## Problem statement
Go through the records below and set each one down exactly, leaving out any pictures.
==== Information supplied ====
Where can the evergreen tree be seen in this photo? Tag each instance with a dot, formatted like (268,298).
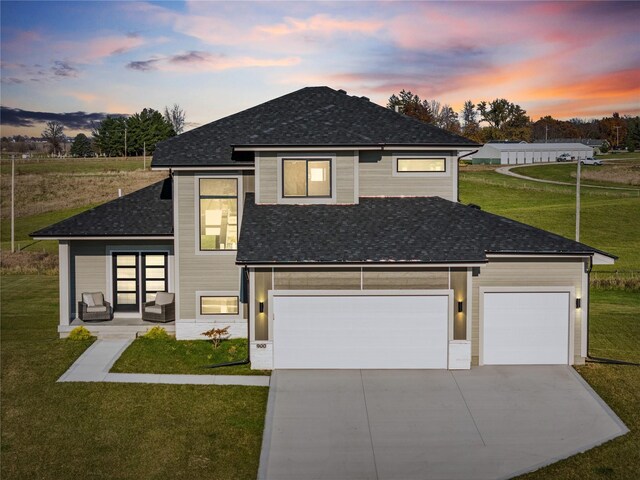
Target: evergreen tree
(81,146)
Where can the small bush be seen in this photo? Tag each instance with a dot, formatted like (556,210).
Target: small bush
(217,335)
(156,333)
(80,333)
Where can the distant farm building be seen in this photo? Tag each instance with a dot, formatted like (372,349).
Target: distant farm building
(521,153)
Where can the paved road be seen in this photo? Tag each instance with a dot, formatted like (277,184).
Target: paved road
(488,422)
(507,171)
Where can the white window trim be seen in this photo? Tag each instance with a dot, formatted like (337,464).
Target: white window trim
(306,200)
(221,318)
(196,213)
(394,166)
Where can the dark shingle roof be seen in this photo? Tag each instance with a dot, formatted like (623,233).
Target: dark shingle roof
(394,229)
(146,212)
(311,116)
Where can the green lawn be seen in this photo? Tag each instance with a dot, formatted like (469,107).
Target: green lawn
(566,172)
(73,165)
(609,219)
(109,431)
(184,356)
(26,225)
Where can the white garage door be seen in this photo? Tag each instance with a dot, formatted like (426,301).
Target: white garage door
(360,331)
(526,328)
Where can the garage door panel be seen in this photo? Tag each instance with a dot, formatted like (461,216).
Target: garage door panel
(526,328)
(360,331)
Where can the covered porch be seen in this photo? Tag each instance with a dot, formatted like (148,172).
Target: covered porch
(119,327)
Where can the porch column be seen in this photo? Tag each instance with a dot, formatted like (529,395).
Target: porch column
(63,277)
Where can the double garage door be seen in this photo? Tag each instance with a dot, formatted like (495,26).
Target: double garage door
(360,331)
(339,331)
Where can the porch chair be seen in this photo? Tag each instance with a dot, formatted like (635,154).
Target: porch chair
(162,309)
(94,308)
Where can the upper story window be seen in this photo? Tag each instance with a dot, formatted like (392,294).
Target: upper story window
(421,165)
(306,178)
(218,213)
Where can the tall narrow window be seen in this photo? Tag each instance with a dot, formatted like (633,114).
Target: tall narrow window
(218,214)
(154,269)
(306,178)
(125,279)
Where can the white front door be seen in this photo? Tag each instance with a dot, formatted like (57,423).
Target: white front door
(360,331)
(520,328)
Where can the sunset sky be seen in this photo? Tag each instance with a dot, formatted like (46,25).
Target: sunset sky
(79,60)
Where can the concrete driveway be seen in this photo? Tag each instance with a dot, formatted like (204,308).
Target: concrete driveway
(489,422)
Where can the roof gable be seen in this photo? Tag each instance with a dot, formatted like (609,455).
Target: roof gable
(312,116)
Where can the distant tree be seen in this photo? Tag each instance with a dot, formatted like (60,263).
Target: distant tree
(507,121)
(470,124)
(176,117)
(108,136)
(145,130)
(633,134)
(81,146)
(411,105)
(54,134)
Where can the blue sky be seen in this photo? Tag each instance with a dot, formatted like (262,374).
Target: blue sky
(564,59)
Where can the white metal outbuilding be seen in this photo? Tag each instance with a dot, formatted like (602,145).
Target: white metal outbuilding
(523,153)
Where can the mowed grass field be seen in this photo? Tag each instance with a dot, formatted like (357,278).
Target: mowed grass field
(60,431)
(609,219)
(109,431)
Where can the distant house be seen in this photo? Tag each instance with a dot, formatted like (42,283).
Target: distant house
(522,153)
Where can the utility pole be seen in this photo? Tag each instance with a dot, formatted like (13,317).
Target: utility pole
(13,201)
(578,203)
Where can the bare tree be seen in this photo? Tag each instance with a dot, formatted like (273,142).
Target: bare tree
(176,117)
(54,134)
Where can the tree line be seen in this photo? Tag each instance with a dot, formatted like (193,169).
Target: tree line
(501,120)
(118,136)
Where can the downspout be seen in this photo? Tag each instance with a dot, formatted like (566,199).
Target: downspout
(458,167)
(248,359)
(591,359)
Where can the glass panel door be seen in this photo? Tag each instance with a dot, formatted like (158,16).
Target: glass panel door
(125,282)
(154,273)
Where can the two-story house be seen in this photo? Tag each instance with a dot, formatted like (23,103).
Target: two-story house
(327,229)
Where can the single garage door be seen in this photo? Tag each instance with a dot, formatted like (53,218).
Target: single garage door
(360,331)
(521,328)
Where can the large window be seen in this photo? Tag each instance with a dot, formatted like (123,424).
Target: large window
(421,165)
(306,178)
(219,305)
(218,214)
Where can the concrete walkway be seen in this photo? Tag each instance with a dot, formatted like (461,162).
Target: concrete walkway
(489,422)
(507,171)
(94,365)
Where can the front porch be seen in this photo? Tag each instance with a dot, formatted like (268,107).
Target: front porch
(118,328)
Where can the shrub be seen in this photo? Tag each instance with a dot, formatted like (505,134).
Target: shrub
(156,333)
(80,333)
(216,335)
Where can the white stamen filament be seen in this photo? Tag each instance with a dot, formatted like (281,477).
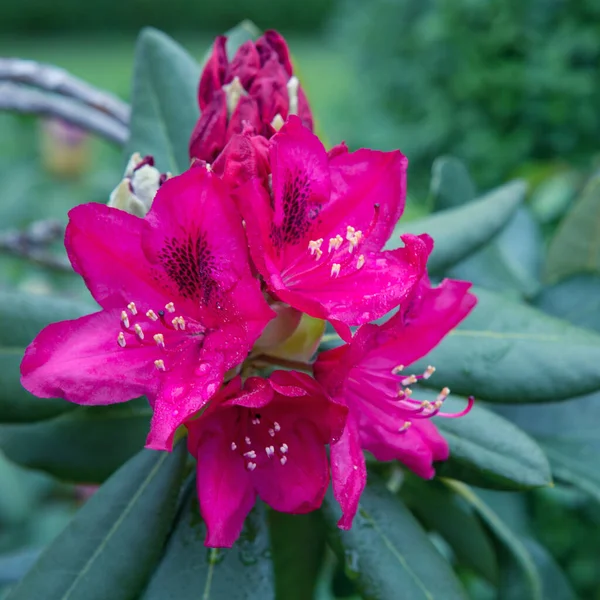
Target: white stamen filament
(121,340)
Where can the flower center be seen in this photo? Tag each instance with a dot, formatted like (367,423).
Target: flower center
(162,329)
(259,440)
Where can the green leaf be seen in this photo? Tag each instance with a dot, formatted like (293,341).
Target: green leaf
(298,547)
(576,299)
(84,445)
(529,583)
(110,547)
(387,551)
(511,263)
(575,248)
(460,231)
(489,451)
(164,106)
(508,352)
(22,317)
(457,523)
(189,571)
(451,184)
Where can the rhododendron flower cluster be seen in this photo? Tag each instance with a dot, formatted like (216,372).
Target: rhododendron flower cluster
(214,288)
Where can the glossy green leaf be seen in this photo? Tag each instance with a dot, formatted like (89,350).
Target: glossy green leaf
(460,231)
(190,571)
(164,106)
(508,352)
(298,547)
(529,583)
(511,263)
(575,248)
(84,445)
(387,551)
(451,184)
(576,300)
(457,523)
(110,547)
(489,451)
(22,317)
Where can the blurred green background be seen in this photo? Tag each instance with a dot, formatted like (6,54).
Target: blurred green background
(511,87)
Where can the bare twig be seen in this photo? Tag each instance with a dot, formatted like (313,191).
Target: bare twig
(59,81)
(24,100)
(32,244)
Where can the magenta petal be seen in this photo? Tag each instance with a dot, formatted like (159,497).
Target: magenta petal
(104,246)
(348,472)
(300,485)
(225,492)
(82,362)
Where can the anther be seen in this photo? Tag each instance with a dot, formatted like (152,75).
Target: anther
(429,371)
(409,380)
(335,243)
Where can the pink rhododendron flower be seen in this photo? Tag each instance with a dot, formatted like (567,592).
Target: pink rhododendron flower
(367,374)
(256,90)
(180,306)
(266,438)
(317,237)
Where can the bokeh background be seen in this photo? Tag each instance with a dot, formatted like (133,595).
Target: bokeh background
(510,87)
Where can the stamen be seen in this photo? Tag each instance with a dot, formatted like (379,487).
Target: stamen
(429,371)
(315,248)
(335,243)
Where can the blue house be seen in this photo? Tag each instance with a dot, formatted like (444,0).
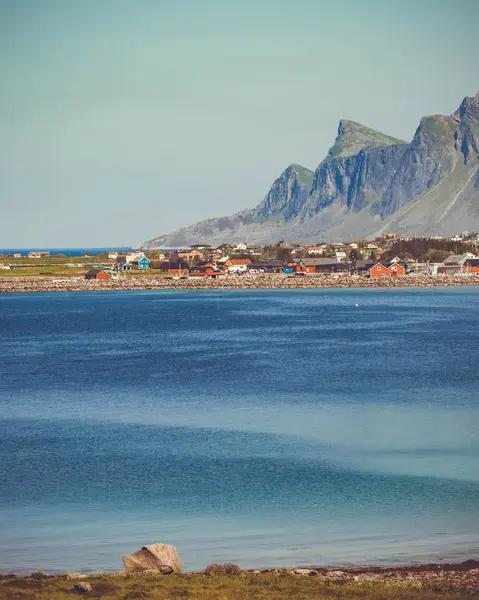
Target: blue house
====
## Answer section
Where can the evergreen tree be seen in this photo? Tag each instance with a dot, formatted like (268,298).
Target: evergreen tree
(81,146)
Where can the small bush be seen in this photo? Tag each instance with a dot, formatted like (556,210).
Target: small bush
(217,335)
(156,333)
(80,333)
Where can the distant farm building be seen in this photo? Tag each instance with a dot, formatted like (372,349).
Target: distant farm building
(521,153)
Where can the paved road be seen in this photo? Tag each instance with a dot, formatted like (277,184).
Target: paved road
(488,422)
(507,171)
Where can the white window trim be seen in this photo? Tag each instance with a dot, formatted like (337,464).
Target: white window trim
(306,200)
(221,318)
(196,213)
(394,166)
Where can the dark shingle roof be seen in this photo? Tag each instance with a dot, formatted like (623,233).
Target: dark shingle roof
(394,229)
(146,212)
(311,116)
Where can the green lawn be seen in this photo? Tag each instance with a dot, formatted like (469,107).
Target: green lawn
(566,172)
(73,165)
(609,219)
(109,431)
(184,356)
(26,225)
Where can the white garage door be seen in this photo? Tag each instance with a dot, formatted like (426,301).
Target: white garage door
(360,331)
(526,328)
Where can the garage door panel be seen in this photo? Tag each instance with a dot, formatted like (461,216).
Target: garage door panel
(526,328)
(360,331)
Where can the covered porch be seen in this photo? Tag each instance with a dot, formatted like (148,172).
Target: covered porch
(119,327)
Where can the porch column be seen in this photo? Tag each instance with a dot, formatted like (529,395).
Target: porch column
(63,277)
Where can the double garage door be seen in this photo? Tag each instance with a dot, formatted like (495,26).
Target: double garage door
(360,331)
(339,331)
Where can the porch chair be seen in this photo? Tag each instance with a dot, formatted like (635,154).
Target: porch chair
(162,309)
(94,308)
Where can the upper story window be seen in this photo? Tag each instance with a dot, formatted like (392,294).
Target: upper story window
(421,165)
(306,178)
(218,213)
Where can the tall narrow window be seen in this photo? Tag each instance with a dot, formatted like (633,114).
Target: tall narrow window
(218,214)
(154,269)
(306,178)
(125,279)
Where can the white front door be seen in this photo? Tag each instance with a dot, formatted like (57,423).
Target: white front door
(360,331)
(520,328)
Where can the sunset sky be seen in this photo? Tag each instance with a dot, formatted like (46,25).
Target: sunset sky
(79,60)
Where can the concrete driveway be seen in this photo? Tag each instance with a dot, formatted like (204,308).
Target: concrete driveway
(489,422)
Where can the roof gable be seen in this photo? Tag each instance with a dot, formatted like (609,455).
Target: roof gable
(312,116)
Where can the distant tree be seen in this photo? Tag each instance with a dot, formatted like (60,263).
Target: distant tree
(507,121)
(470,124)
(176,117)
(108,136)
(145,130)
(633,134)
(81,146)
(411,105)
(54,134)
Where can the blue sky be seen in this photo? Tag each instance with a dot, formatted like (262,374).
Target: blue sky
(564,59)
Where can the white metal outbuilding be seen in this photo? Tag each instance with a dot, formatted like (602,145).
Target: white metal outbuilding
(523,153)
Where can the mowed grass field be seen in this photo? Tag each instance with a dot, formatted like (357,278).
Target: mowed grass field
(60,431)
(609,219)
(109,431)
Where can the distant house be seen in this photo? Tag each instance with a dot, formatted like (42,283).
Target: distant house
(522,153)
Where can the utility pole be seen in this photo? Tag each instance with a dot, formatted like (13,317).
Target: utility pole
(13,201)
(578,203)
Where can the bare tree be seen in this photo? Tag each instance with a dot, formatted like (273,142).
Target: bare tree
(176,117)
(54,134)
Where can the tree line be seen in this photo? Tag each instance with a dot, formatted like (193,169).
Target: tree line
(501,120)
(118,136)
Where can the downspout be seen in this photo? Tag each instance with a dot, formatted like (566,199).
Target: downspout
(458,167)
(248,359)
(591,359)
Where can the glass panel door be seen in this photo? Tag each instance with a dot, formatted like (158,16).
Target: glass panel door
(125,282)
(154,273)
Where can the two-story house be seen in this photo? Tag each instance with a dot, formatted like (23,103).
Target: two-story house
(327,229)
Where can the single garage door be seen in this photo? Tag each instance with a dot, formatted like (53,218).
Target: single garage door
(360,331)
(521,328)
Where can the large window be seen in this photo? Tag each instance with a dot, formatted like (123,424).
Target: large window
(421,165)
(306,178)
(219,305)
(218,214)
Where can the concrete walkway be seen in this photo? Tag each instance with a dot, formatted like (461,162).
Target: concrete walkway
(489,422)
(507,171)
(94,365)
Where can the front porch be seen in this photo? Tag each instance with a dot, formatted like (268,107).
Target: front porch
(118,328)
Where can the shrub be seen in this photo? Tag each instance with a dot, formatted like (505,134).
Target: shrub
(156,333)
(80,333)
(216,335)
Where can the white stamen filament be seen in this photo? Tag each instance with a dot, formatted like (281,477).
Target: white stamen filament
(121,340)
Where can the flower center be seen in this photo? Tag each instance with a dot, formatted like (367,423).
Target: flower center
(162,329)
(259,440)
Where can the green leaf be seen in this photo? Tag each instance with a dot, formatted like (293,341).
Target: green leaf
(298,547)
(576,299)
(84,445)
(529,583)
(110,547)
(387,551)
(511,263)
(575,248)
(460,231)
(489,451)
(164,106)
(508,352)
(22,317)
(457,523)
(189,571)
(451,184)
Where can the rhododendron flower cluster be seen in this photo? Tag each instance with a dot, formatted like (216,372).
Target: rhododendron flower cluster
(214,288)
Where can the glossy green leaf be seen in this photo? Tag each instance with a dot, formatted like (89,350).
Target: glossy green leaf
(460,231)
(190,571)
(164,106)
(508,352)
(298,547)
(529,583)
(511,263)
(575,248)
(84,445)
(387,551)
(451,184)
(576,300)
(457,523)
(110,547)
(489,451)
(22,317)
Where can the blurred green background be seen in this photo? Tag each instance with a dot, formatted like (6,54).
Target: blurred green background
(511,87)
Where can the bare twig be seen in this photo? Tag each instance with a dot, formatted like (313,191).
Target: bare twig
(59,81)
(24,100)
(32,244)
Where can the magenta petal be seen in this photo? Tag each instance with a dot, formatted like (159,497).
Target: magenta petal
(104,246)
(348,472)
(300,485)
(225,492)
(82,362)
Where can the anther be seen in this photo? Tag each instance with a dot, formatted like (152,75).
Target: anther
(429,371)
(409,380)
(335,243)
Where can the pink rhododendron flower be seen in this photo? Tag each instance with a dot, formatted like (567,592).
Target: pink rhododendron flower
(367,374)
(256,90)
(180,306)
(266,438)
(317,237)
Where can the bokeh background be seen in this photo? Tag each instance with a dot, formatted like (133,595).
Target: bokeh background
(510,87)
Where can the stamen be seen in this photo? Tag each instance with a dot, formatted like (379,487).
Target: stamen
(429,371)
(315,248)
(335,243)
Where can the blue house be seen in this photo? Tag each instance with a dot, formatted like (444,0).
Target: blue house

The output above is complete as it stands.